■ What you have to do: Retype all of the material below word for word, keeping every line in its original order.

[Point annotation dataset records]
● ● ● ● ●

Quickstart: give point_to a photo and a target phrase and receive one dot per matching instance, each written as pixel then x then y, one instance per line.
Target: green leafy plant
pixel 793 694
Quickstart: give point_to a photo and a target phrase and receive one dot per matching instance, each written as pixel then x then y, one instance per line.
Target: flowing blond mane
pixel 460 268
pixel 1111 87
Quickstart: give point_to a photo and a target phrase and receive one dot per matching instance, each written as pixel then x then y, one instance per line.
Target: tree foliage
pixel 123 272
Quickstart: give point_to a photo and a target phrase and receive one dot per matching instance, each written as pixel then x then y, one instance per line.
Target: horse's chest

● ● ● ● ●

■ Final answer:
Quickstart: give point_to a photo and a target phrase and receive one dot per matching instance, each written as pixel then x then y, one instance per line.
Target: green leafy plant
pixel 793 694
Quickstart: give point_to a photo and a target phrase and receive one dot per matching instance, each written as pixel then x then y, one instance per line.
Target: flowing blond mane
pixel 460 268
pixel 1111 87
Quickstart: give point_to a photo and a target phrase and receive one dot per matching instance, each written as pixel then x then y, one instance per line.
Target: tree foliage
pixel 123 272
Quickstart: give point_to a photo and a target phrase and receive one dot per matching instance, each written as pixel then x then y, one instance per line.
Target: horse's chest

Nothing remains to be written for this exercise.